** Excerpt to read follows **

If the cancer has enough relevant receptors, it “lights up on the PET scan,” indicating that the patient may be a good candidate for theranostic treatment, Dr. Kuker said. “Then we use the same targeting molecule for the treatment itself. That’s what theranostics is.”
Radioactive elements vary in strength depending on the amount and type of energy they release. Radioactive elements that give off positively charged particles are used for imaging to assess the targeting molecule’s ability to find and attach to cancer cells. Radioactive elements that emit higher levels of cell-damaging energy are used for treatment, allowing potent radioactive therapies to come directly into contact with the cancer cells.
“You’re visualizing that the target is there,” said Matt Abramowitz, M.D., associate professor of clinical radiation oncology at the Miller School and co-leader of the Bladder, Kidney and Prostate Site Disease Group and vice chair of the Human Use Radiation Safety Committee at Sylvester. “You can see where it is in the patient. You’ve got it in your crosshairs.”
The treatment lutetium Lu 177 vipivotide tetraxetan is the first and only FDA-approved theranostics drug for prostate cancer. It targets a molecule called PSMA on prostate cancer cells, delivering radiation directly to the tumor. In clinical trials, lutetium Lu 177 vipivotide tetraxetan significantly improved survival rates for men with advanced prostate cancer. Sylvester has been providing this treatment to patients in South Florida since its approval in 2023.
Another approved theranostic drug, lutetium Lu 177 dotatate, treats neuroendocrine tumors, which can develop in many organ systems. This drug specifically targets tumor cells with somatostatin receptors, decreasing the risk of disease progression or death.

** End of Excerpt to read **
** Source data follows **

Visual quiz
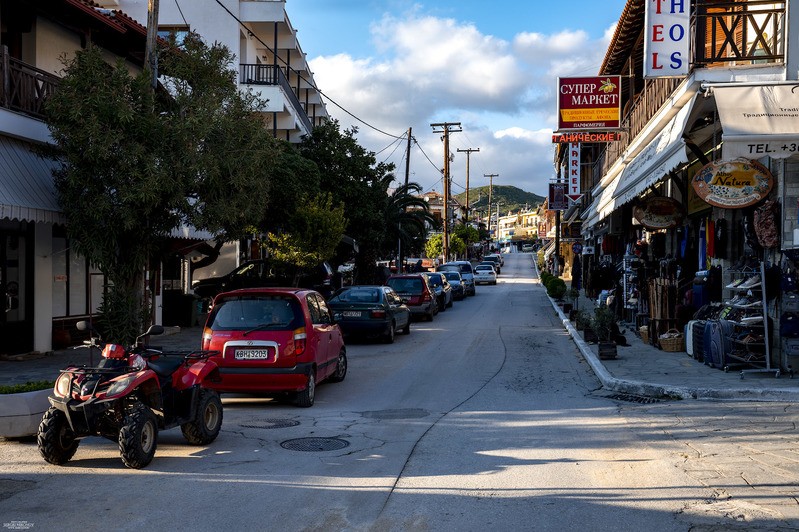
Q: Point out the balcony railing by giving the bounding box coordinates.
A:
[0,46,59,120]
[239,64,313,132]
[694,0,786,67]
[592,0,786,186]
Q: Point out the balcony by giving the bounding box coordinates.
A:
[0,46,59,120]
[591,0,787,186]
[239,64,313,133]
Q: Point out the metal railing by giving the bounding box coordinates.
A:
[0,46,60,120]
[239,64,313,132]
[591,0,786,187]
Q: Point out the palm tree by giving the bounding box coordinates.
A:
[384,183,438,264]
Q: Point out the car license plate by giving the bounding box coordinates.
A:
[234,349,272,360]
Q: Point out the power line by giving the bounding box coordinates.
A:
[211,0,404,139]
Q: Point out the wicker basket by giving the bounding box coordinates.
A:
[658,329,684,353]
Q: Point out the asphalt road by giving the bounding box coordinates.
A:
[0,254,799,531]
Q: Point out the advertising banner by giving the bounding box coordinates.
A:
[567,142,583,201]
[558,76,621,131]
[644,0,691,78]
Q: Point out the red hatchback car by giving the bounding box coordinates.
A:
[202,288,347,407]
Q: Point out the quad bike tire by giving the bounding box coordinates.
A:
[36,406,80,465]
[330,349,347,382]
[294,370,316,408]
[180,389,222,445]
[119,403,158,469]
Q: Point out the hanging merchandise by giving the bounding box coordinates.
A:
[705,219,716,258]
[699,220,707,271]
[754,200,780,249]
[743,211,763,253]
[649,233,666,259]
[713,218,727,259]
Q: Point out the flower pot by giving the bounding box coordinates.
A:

** End of Source data **
** Source data follows **

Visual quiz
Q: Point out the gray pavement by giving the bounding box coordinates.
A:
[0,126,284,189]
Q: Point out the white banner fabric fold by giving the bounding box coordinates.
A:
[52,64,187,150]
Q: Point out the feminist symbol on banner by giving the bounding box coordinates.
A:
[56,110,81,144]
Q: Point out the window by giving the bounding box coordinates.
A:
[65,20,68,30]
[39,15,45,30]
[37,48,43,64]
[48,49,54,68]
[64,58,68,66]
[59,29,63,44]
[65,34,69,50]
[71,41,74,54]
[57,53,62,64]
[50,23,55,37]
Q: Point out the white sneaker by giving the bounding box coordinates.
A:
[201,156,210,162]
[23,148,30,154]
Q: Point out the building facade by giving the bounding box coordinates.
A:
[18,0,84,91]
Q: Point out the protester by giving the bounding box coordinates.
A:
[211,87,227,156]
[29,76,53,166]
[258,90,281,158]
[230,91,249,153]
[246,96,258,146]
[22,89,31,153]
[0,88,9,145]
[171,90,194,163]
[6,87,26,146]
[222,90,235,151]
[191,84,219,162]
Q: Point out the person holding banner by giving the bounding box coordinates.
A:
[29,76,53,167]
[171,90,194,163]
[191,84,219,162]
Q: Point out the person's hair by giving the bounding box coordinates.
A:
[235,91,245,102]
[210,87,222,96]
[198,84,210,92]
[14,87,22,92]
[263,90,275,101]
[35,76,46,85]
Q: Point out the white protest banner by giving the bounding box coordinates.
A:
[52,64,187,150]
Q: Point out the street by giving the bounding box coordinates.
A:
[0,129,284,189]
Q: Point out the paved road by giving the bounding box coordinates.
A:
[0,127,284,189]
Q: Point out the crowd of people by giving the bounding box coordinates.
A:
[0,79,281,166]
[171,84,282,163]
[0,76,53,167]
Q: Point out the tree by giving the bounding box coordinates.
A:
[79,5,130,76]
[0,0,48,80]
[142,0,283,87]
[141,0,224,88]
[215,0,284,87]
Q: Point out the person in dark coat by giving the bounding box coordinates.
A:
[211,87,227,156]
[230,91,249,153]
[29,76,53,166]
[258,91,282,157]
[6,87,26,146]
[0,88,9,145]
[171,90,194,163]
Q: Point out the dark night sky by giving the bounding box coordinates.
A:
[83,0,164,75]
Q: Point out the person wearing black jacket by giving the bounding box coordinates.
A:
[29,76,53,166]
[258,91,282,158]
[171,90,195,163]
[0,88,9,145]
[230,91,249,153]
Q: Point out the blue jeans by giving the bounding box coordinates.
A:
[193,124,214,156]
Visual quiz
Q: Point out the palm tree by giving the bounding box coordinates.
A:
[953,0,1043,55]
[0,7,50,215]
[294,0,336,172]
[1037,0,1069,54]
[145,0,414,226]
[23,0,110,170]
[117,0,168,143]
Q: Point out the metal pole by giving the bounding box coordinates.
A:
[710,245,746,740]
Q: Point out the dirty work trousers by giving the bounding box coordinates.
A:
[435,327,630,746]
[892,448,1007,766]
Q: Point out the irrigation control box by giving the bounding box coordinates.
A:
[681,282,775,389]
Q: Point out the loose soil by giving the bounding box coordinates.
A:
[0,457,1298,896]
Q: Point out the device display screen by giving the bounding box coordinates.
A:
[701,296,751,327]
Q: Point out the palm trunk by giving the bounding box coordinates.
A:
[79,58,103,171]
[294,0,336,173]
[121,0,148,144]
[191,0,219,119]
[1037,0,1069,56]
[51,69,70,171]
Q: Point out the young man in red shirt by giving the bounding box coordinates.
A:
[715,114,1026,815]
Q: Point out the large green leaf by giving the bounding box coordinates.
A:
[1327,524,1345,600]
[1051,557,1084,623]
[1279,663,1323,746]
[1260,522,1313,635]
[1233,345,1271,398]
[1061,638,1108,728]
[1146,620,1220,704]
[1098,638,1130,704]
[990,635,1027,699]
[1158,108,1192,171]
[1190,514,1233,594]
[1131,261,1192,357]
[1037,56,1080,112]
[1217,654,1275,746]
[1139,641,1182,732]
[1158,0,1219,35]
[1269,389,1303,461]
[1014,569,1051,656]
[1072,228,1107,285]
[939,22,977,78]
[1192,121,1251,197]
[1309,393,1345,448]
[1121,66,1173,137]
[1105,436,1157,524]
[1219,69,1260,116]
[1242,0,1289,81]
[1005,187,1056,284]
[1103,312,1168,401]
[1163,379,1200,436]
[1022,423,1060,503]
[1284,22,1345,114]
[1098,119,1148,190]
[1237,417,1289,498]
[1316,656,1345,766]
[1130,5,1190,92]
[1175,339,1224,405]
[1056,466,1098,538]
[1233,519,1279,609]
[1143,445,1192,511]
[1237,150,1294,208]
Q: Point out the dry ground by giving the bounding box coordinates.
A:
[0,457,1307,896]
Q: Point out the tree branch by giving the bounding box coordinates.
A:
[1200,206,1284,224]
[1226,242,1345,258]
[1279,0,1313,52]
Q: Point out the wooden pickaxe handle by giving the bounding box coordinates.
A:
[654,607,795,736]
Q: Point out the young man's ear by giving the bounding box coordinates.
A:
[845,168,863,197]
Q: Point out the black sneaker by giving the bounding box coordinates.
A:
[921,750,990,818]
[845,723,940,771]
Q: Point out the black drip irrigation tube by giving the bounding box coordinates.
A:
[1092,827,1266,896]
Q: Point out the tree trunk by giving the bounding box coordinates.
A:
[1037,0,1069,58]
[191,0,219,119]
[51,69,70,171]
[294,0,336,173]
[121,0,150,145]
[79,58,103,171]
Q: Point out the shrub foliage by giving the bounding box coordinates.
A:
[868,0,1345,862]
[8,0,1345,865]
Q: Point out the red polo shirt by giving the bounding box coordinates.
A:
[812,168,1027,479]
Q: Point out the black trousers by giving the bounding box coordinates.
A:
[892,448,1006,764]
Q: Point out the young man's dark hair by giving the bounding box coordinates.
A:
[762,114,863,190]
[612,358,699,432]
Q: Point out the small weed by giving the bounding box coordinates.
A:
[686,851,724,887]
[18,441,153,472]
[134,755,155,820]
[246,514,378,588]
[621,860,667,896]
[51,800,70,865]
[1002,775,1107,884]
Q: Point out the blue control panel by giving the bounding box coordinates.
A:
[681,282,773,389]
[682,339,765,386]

** End of Source data **

• Task objective: Please answer from the theranostics excerpt: which molecule on prostate cancer cells does lutetium Lu 177 vipivotide tetraxetan target?

• Response to the exercise: PSMA